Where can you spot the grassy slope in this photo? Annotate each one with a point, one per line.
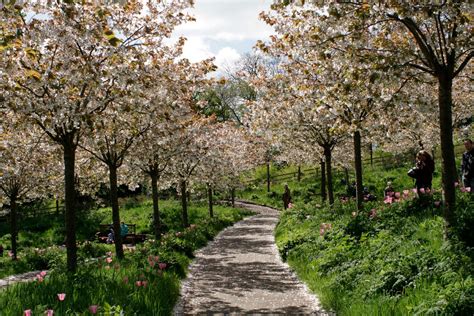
(395, 263)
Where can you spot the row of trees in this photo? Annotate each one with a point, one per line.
(92, 94)
(383, 73)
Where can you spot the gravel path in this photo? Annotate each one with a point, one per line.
(241, 272)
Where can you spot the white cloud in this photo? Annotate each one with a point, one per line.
(226, 57)
(224, 28)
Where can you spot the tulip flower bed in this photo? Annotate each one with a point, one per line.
(389, 259)
(146, 282)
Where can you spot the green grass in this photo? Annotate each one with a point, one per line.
(396, 263)
(98, 282)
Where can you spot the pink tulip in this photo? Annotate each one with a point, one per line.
(93, 309)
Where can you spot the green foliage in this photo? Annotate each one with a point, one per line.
(387, 259)
(113, 285)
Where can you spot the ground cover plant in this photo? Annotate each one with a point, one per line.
(389, 258)
(146, 282)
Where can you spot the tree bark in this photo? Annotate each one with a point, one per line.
(268, 176)
(371, 152)
(323, 181)
(13, 225)
(69, 157)
(156, 207)
(209, 194)
(115, 211)
(328, 159)
(445, 86)
(358, 169)
(184, 204)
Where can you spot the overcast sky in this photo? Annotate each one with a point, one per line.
(225, 29)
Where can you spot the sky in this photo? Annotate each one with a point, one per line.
(224, 29)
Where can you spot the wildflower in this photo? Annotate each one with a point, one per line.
(162, 265)
(93, 309)
(39, 278)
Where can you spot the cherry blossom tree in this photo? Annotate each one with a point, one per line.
(25, 167)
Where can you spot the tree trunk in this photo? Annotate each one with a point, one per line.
(358, 169)
(445, 86)
(346, 177)
(328, 158)
(69, 156)
(232, 194)
(115, 211)
(156, 208)
(209, 194)
(323, 181)
(14, 228)
(268, 176)
(184, 204)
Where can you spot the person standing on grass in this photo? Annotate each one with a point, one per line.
(423, 171)
(123, 229)
(286, 197)
(467, 165)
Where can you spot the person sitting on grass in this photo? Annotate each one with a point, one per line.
(111, 236)
(123, 229)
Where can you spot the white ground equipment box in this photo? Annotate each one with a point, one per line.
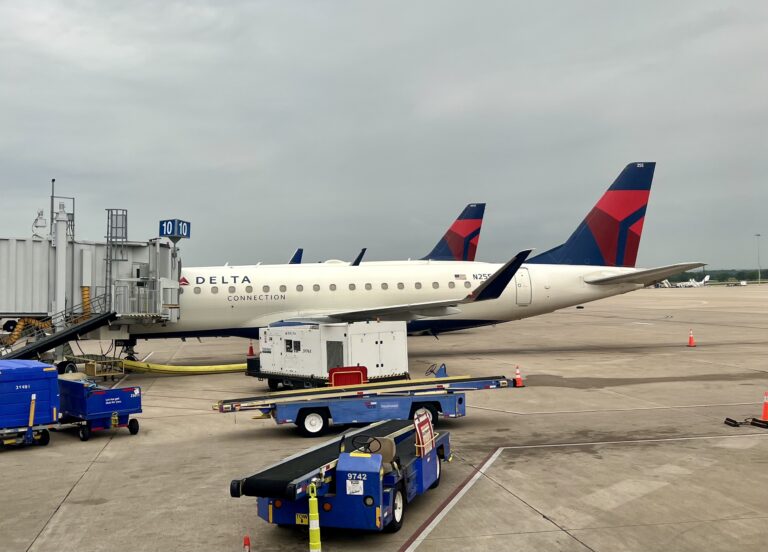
(304, 354)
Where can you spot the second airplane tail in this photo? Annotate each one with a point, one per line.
(460, 241)
(610, 233)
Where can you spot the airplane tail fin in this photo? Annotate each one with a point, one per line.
(460, 241)
(610, 233)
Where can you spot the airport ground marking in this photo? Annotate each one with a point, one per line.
(431, 523)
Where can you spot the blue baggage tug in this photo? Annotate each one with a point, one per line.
(362, 479)
(95, 408)
(29, 402)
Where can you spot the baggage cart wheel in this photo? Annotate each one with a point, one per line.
(312, 422)
(45, 438)
(133, 426)
(85, 432)
(439, 469)
(398, 511)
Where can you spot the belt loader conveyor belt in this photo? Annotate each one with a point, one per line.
(289, 478)
(389, 387)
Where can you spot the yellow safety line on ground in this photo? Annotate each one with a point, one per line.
(147, 367)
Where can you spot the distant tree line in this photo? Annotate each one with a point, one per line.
(727, 275)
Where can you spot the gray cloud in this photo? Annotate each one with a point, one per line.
(335, 125)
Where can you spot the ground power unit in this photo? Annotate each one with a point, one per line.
(303, 355)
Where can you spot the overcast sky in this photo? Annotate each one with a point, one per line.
(340, 125)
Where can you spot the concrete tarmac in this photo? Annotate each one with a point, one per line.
(616, 443)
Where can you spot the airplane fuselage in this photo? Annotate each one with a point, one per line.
(237, 300)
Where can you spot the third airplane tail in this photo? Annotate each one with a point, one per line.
(610, 233)
(460, 241)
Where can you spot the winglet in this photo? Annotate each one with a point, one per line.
(296, 259)
(494, 286)
(359, 257)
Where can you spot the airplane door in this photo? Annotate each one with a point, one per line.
(523, 286)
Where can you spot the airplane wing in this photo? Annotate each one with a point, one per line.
(491, 288)
(642, 277)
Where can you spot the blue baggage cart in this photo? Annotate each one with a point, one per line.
(29, 401)
(95, 408)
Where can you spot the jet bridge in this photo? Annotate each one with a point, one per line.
(56, 288)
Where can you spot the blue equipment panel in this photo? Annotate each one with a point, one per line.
(87, 401)
(19, 380)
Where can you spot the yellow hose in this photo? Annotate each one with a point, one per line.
(146, 367)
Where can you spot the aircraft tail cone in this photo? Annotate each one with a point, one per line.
(518, 378)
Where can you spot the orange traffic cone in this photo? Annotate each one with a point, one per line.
(518, 378)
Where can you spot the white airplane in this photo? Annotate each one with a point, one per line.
(597, 261)
(694, 283)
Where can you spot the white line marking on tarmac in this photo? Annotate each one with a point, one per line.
(611, 409)
(440, 515)
(429, 528)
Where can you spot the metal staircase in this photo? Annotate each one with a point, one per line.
(31, 337)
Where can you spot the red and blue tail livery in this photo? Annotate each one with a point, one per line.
(610, 233)
(460, 241)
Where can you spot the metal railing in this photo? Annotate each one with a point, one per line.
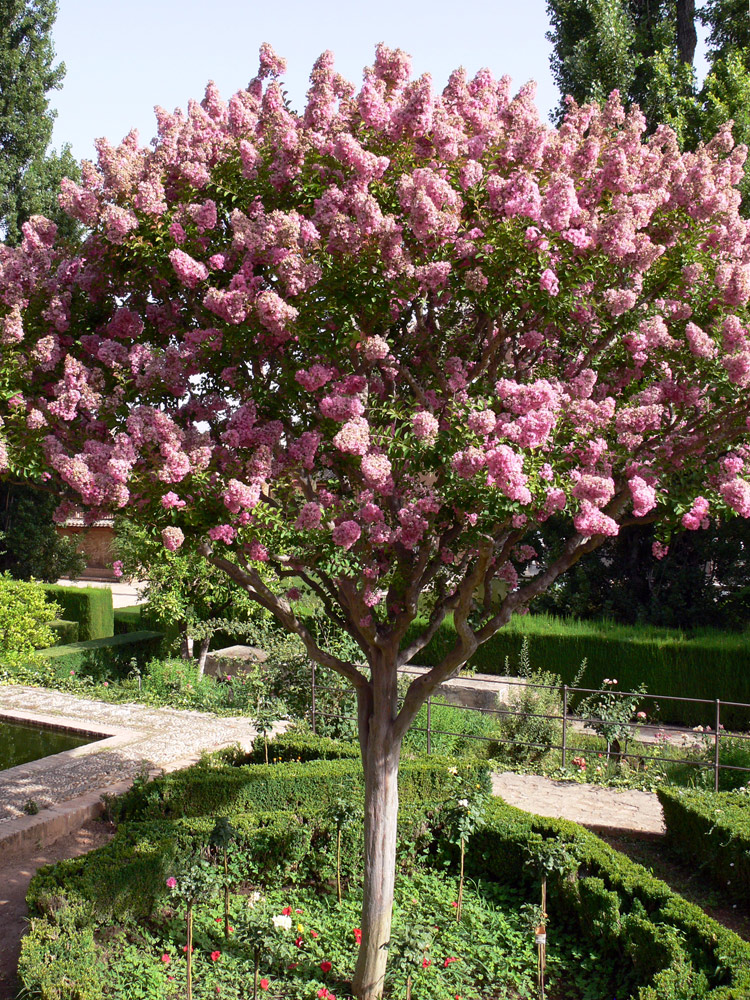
(576, 723)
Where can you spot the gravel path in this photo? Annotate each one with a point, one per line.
(138, 737)
(593, 806)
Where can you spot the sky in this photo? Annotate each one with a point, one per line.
(123, 57)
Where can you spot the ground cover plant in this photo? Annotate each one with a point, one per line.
(374, 346)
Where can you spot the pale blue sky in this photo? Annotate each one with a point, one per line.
(125, 56)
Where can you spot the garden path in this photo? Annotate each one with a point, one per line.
(68, 786)
(593, 806)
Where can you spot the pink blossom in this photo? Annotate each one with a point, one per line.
(736, 494)
(354, 437)
(170, 500)
(592, 521)
(644, 496)
(309, 517)
(346, 534)
(548, 282)
(172, 538)
(222, 533)
(693, 518)
(425, 426)
(190, 272)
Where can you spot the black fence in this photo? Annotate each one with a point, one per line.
(572, 723)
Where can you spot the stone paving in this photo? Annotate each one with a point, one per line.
(593, 806)
(138, 737)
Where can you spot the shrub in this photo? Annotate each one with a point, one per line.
(91, 607)
(217, 789)
(712, 831)
(25, 615)
(65, 633)
(102, 658)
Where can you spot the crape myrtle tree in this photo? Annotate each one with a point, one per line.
(373, 345)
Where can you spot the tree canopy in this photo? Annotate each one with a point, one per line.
(374, 345)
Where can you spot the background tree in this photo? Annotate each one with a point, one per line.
(374, 346)
(30, 175)
(184, 594)
(30, 546)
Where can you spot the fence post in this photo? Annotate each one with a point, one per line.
(312, 708)
(716, 746)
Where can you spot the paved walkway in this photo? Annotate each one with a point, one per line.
(136, 737)
(593, 806)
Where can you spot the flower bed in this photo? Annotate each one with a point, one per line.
(114, 923)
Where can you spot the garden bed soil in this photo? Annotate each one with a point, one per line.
(16, 871)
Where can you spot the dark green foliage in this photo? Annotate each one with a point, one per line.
(91, 607)
(29, 177)
(216, 788)
(712, 831)
(708, 667)
(701, 582)
(128, 619)
(66, 633)
(646, 932)
(103, 658)
(296, 746)
(29, 543)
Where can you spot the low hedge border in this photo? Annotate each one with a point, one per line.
(66, 632)
(103, 656)
(215, 788)
(649, 932)
(297, 746)
(706, 667)
(91, 607)
(712, 830)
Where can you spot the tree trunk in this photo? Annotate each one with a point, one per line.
(380, 761)
(202, 654)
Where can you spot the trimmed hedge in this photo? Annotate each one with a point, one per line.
(91, 607)
(217, 789)
(660, 946)
(293, 746)
(127, 619)
(127, 877)
(712, 830)
(668, 663)
(103, 656)
(65, 632)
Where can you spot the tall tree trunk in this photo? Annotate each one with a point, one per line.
(381, 755)
(687, 36)
(202, 654)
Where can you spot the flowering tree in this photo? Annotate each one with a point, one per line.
(374, 345)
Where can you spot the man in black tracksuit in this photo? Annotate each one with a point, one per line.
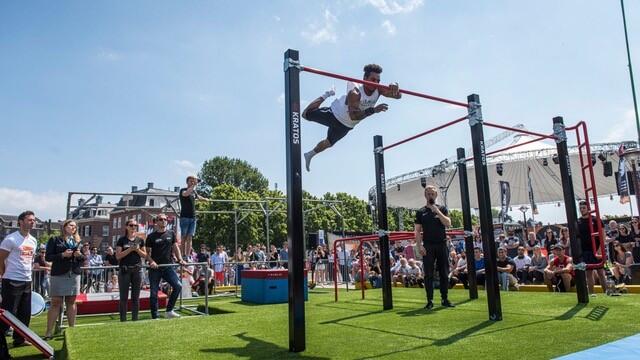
(430, 225)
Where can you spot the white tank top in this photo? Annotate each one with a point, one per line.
(340, 109)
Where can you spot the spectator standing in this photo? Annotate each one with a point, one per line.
(559, 271)
(513, 243)
(531, 242)
(274, 256)
(64, 253)
(41, 271)
(550, 240)
(284, 255)
(430, 232)
(188, 197)
(16, 263)
(129, 253)
(161, 248)
(635, 235)
(589, 254)
(506, 268)
(622, 264)
(538, 264)
(218, 260)
(523, 263)
(240, 259)
(564, 240)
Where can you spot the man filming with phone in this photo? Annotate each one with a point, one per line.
(430, 233)
(188, 197)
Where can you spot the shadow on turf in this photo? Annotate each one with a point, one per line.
(259, 349)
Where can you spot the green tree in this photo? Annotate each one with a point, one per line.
(239, 173)
(219, 228)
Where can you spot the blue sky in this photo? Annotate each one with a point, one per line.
(99, 96)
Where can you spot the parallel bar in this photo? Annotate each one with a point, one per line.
(570, 207)
(518, 130)
(466, 220)
(381, 86)
(295, 227)
(484, 205)
(381, 197)
(510, 147)
(426, 132)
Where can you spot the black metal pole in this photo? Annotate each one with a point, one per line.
(570, 206)
(295, 227)
(466, 223)
(633, 86)
(383, 226)
(484, 207)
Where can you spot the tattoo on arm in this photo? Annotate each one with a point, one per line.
(353, 102)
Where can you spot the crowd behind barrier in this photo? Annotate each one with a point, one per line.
(100, 272)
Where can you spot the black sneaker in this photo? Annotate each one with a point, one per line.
(429, 305)
(447, 303)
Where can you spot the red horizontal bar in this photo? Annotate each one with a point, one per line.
(381, 86)
(425, 133)
(518, 130)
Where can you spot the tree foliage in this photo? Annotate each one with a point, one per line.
(239, 173)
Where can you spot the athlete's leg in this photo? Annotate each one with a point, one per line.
(315, 104)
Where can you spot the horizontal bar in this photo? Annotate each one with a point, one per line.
(381, 86)
(503, 127)
(510, 147)
(425, 133)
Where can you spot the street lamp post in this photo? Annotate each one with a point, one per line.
(524, 210)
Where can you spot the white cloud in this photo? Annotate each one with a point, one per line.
(46, 205)
(323, 32)
(391, 7)
(109, 55)
(389, 27)
(621, 131)
(184, 167)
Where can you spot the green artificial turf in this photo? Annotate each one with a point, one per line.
(535, 326)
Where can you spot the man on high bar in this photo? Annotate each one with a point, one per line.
(347, 111)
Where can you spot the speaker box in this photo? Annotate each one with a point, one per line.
(312, 241)
(607, 168)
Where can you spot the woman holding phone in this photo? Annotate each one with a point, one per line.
(66, 259)
(130, 251)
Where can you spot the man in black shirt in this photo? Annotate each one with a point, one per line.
(589, 254)
(188, 197)
(161, 248)
(430, 225)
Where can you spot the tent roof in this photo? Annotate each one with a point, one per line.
(545, 179)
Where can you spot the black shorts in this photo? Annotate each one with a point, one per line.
(324, 116)
(589, 258)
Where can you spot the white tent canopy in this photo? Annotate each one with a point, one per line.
(406, 190)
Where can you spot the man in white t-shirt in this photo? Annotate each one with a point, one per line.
(16, 258)
(347, 111)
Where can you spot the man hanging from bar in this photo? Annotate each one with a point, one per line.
(348, 110)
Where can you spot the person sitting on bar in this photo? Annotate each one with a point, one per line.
(347, 111)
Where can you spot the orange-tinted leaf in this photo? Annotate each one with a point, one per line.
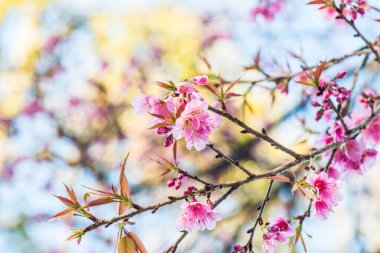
(71, 194)
(140, 246)
(231, 94)
(126, 245)
(61, 214)
(280, 178)
(65, 201)
(303, 243)
(124, 186)
(175, 151)
(99, 201)
(157, 115)
(306, 83)
(212, 88)
(158, 125)
(77, 234)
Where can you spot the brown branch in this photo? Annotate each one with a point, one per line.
(248, 246)
(174, 247)
(250, 130)
(229, 160)
(236, 184)
(358, 33)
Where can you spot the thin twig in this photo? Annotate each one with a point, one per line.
(230, 160)
(248, 129)
(248, 246)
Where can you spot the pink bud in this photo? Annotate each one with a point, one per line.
(237, 247)
(177, 185)
(319, 114)
(335, 93)
(168, 141)
(170, 182)
(326, 94)
(353, 15)
(340, 75)
(191, 188)
(162, 130)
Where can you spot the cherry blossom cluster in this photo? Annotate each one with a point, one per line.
(268, 10)
(182, 114)
(356, 7)
(176, 182)
(325, 91)
(197, 216)
(279, 230)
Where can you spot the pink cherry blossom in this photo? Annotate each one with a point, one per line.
(185, 88)
(355, 157)
(281, 229)
(197, 216)
(338, 132)
(327, 194)
(278, 231)
(142, 103)
(195, 124)
(199, 80)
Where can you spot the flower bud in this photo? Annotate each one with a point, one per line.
(177, 185)
(168, 141)
(170, 182)
(162, 130)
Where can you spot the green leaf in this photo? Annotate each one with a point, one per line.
(126, 245)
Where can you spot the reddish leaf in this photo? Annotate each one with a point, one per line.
(126, 245)
(158, 125)
(212, 88)
(124, 186)
(175, 152)
(71, 194)
(139, 244)
(61, 214)
(231, 94)
(280, 178)
(100, 201)
(65, 201)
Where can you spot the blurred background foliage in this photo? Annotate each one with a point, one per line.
(68, 72)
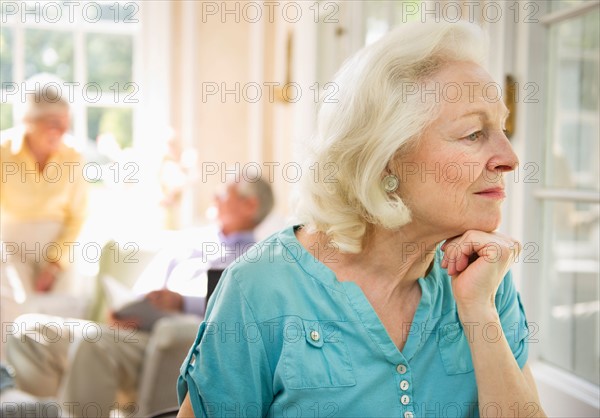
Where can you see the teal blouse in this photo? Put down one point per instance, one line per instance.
(283, 337)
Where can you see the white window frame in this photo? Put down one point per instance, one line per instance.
(561, 392)
(78, 28)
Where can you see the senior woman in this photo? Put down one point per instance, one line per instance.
(393, 297)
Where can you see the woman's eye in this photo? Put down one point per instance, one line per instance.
(474, 136)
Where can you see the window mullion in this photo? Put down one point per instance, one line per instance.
(80, 65)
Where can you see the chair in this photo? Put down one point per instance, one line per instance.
(169, 413)
(171, 337)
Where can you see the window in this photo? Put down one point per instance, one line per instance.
(90, 45)
(570, 197)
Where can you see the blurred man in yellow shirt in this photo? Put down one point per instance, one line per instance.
(42, 197)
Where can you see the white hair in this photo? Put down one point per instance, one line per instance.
(373, 120)
(46, 94)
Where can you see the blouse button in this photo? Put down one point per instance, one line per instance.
(401, 368)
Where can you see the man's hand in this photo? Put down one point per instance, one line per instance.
(46, 278)
(477, 262)
(166, 300)
(115, 322)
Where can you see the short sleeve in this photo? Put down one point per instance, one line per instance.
(225, 372)
(512, 319)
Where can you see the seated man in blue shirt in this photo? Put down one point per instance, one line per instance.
(84, 364)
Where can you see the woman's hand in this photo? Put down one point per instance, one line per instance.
(477, 262)
(46, 278)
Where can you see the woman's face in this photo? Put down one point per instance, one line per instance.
(45, 133)
(453, 180)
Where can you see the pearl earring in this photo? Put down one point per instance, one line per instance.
(390, 183)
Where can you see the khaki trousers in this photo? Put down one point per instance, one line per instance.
(81, 363)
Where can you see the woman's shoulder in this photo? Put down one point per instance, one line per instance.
(278, 276)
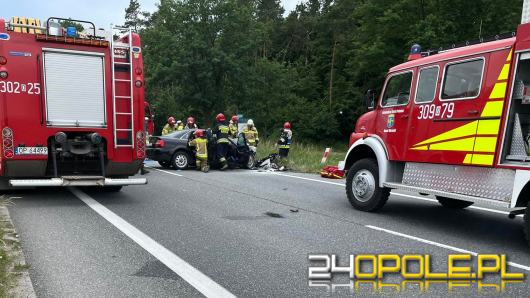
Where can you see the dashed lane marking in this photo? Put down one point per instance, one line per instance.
(194, 277)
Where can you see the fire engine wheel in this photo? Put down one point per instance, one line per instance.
(453, 203)
(362, 186)
(180, 160)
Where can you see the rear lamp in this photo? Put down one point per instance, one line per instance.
(8, 143)
(7, 132)
(8, 153)
(60, 137)
(95, 138)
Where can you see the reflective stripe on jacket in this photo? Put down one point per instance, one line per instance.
(168, 129)
(201, 145)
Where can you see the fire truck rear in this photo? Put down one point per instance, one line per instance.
(71, 105)
(452, 123)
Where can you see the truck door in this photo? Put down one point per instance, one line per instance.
(393, 113)
(452, 118)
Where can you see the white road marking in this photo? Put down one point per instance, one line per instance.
(453, 248)
(167, 172)
(194, 277)
(400, 194)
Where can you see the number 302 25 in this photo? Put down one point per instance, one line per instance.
(446, 110)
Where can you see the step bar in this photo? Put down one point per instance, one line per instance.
(446, 194)
(76, 181)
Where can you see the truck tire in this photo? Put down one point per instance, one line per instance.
(180, 160)
(362, 186)
(453, 203)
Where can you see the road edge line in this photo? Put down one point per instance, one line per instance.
(204, 284)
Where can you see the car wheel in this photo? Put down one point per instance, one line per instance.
(251, 163)
(180, 160)
(362, 186)
(165, 164)
(453, 203)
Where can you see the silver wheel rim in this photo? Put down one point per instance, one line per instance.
(363, 185)
(181, 161)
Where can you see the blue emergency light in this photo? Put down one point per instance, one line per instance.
(71, 31)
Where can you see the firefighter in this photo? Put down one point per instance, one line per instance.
(180, 125)
(233, 126)
(170, 126)
(190, 124)
(285, 141)
(251, 134)
(201, 150)
(221, 132)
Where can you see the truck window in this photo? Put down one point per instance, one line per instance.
(427, 84)
(397, 91)
(462, 80)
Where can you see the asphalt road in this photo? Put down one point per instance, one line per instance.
(245, 233)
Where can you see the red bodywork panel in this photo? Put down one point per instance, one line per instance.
(24, 111)
(451, 131)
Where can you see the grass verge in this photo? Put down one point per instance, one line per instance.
(303, 157)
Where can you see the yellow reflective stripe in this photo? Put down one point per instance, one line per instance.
(504, 72)
(485, 144)
(492, 109)
(499, 90)
(421, 148)
(488, 127)
(456, 145)
(462, 131)
(482, 159)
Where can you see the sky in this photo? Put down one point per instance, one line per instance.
(101, 12)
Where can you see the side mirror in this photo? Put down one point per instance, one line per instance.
(369, 99)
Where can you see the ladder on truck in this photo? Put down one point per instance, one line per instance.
(122, 90)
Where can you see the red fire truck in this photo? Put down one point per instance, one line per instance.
(71, 105)
(450, 123)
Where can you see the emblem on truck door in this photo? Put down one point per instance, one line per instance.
(390, 121)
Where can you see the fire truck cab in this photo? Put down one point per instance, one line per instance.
(450, 123)
(71, 104)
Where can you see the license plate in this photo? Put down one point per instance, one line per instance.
(31, 151)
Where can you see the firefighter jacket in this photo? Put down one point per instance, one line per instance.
(221, 132)
(192, 126)
(251, 134)
(233, 130)
(201, 145)
(168, 129)
(286, 138)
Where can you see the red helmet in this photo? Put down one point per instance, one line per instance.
(199, 133)
(220, 117)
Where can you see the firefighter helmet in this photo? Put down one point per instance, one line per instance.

• **Work instruction**
Exactly as they appear, print the lines from the one holding "Where can you see the red helmet" through the final line of the entries, and no others.

• **Written answer**
Where can you see the red helmet in this photo? Put down one point per instance, one line per instance.
(199, 133)
(220, 117)
Where can you see the firefighter helmet in this photo? Put down one point per instance, one line per instance.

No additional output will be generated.